■ TASK ITEM
Your task is to retype every entry exactly, omitting nothing.

■ DATASET CONTENT
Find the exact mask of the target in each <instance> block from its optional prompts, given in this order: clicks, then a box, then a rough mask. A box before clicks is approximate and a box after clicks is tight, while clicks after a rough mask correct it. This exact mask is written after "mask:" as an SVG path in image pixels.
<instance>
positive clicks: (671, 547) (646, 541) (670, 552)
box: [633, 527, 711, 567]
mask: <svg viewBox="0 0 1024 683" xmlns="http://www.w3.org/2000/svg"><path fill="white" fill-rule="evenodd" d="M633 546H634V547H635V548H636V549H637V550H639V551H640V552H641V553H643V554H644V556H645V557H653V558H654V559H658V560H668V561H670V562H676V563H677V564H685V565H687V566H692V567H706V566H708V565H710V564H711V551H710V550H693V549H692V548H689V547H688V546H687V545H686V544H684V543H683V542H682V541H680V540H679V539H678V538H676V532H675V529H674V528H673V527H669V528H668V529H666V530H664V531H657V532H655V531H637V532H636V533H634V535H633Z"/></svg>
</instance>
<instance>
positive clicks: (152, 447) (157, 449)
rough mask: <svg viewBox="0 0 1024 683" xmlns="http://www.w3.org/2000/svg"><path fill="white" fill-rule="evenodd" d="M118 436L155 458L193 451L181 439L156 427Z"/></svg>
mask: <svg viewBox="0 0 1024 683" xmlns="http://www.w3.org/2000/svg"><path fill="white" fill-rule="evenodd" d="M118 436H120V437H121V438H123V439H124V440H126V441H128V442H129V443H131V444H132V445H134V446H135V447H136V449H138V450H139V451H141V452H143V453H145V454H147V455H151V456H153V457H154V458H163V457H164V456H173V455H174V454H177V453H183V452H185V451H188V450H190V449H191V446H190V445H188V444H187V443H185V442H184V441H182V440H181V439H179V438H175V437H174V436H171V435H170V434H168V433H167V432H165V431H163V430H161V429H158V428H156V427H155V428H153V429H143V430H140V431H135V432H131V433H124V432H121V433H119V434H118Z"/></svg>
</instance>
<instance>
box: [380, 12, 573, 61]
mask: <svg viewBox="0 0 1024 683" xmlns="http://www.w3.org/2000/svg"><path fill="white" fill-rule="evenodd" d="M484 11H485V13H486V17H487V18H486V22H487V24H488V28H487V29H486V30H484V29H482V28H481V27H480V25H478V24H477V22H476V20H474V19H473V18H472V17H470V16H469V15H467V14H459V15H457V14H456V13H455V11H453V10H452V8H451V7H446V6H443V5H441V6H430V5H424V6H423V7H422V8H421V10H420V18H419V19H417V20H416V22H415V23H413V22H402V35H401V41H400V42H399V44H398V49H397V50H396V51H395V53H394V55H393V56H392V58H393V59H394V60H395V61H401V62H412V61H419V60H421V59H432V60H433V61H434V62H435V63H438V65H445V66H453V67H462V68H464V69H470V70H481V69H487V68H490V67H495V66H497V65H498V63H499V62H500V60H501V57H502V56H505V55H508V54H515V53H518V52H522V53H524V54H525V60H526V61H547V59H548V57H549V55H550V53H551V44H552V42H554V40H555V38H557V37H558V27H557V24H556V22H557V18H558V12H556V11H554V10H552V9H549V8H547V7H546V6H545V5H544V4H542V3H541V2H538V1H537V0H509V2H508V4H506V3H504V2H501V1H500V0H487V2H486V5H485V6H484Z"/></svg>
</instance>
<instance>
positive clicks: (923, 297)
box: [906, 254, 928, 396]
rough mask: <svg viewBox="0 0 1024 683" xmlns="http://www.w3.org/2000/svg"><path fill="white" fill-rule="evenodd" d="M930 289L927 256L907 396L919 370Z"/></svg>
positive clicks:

■ TASK RESPONSE
Find the exact mask of the target in each <instance> block from its optional prompts, given in this order: clicks, then a box, then a rough mask. A box before clicks is approximate and a box after clicks is tight, while clicks after a rough mask correct it. This exact mask is written after "mask:" as an SVG path in image pixels.
<instance>
positive clicks: (671, 547) (646, 541) (670, 552)
box: [633, 527, 711, 567]
mask: <svg viewBox="0 0 1024 683" xmlns="http://www.w3.org/2000/svg"><path fill="white" fill-rule="evenodd" d="M633 546H634V547H635V548H636V549H637V550H639V551H640V552H641V553H643V554H644V556H645V557H653V558H654V559H658V560H668V561H670V562H676V563H677V564H685V565H687V566H692V567H706V566H708V565H710V564H711V551H710V550H693V549H692V548H689V547H688V546H687V545H686V544H684V543H683V542H682V541H680V540H679V539H678V538H676V532H675V529H674V528H673V527H669V528H668V529H666V530H664V531H657V532H655V531H637V532H636V533H634V535H633Z"/></svg>
</instance>
<instance>
positive clicks: (152, 447) (157, 449)
rough mask: <svg viewBox="0 0 1024 683" xmlns="http://www.w3.org/2000/svg"><path fill="white" fill-rule="evenodd" d="M118 436L155 458L193 451L181 439L156 427Z"/></svg>
mask: <svg viewBox="0 0 1024 683" xmlns="http://www.w3.org/2000/svg"><path fill="white" fill-rule="evenodd" d="M118 436H120V437H121V438H123V439H124V440H126V441H128V442H129V443H131V444H132V445H134V446H135V447H136V449H138V450H139V451H141V452H143V453H145V454H147V455H151V456H153V457H154V458H163V457H164V456H173V455H174V454H177V453H183V452H185V451H188V450H190V449H191V446H190V445H188V444H187V443H185V442H184V441H182V440H181V439H179V438H175V437H174V436H171V435H170V434H168V433H167V432H165V431H163V430H161V429H158V428H156V427H155V428H153V429H143V430H140V431H135V432H131V433H124V432H121V433H119V434H118Z"/></svg>
</instance>
<instance>
box: [380, 12, 573, 61]
mask: <svg viewBox="0 0 1024 683" xmlns="http://www.w3.org/2000/svg"><path fill="white" fill-rule="evenodd" d="M484 11H485V13H486V17H487V18H486V22H487V24H488V28H487V29H486V30H484V29H482V28H481V27H480V25H478V24H477V22H476V20H474V19H473V18H472V17H470V16H469V15H467V14H459V15H457V14H456V13H455V11H453V10H452V8H451V7H446V6H443V5H441V6H430V5H424V6H423V7H422V8H421V10H420V18H419V19H417V20H416V22H415V23H413V22H402V35H401V41H400V42H399V44H398V49H397V50H396V51H395V53H394V55H393V56H392V58H393V59H394V60H395V61H401V62H412V61H419V60H421V59H432V60H433V61H434V62H435V63H438V65H445V66H453V67H462V68H464V69H470V70H481V69H487V68H490V67H495V66H497V65H498V63H499V62H500V60H501V57H502V56H505V55H508V54H515V53H518V52H522V53H524V54H525V60H526V61H547V59H548V57H549V55H550V53H551V44H552V42H554V40H555V38H557V37H558V27H557V24H556V22H557V18H558V12H556V11H554V10H552V9H549V8H547V7H546V6H545V5H544V4H542V3H541V2H538V1H537V0H509V2H508V4H506V3H504V2H501V1H500V0H487V2H486V5H485V6H484Z"/></svg>
</instance>
<instance>
positive clicks: (923, 297)
box: [906, 254, 928, 396]
rough mask: <svg viewBox="0 0 1024 683" xmlns="http://www.w3.org/2000/svg"><path fill="white" fill-rule="evenodd" d="M930 289L927 256L907 396L919 370Z"/></svg>
positive clicks:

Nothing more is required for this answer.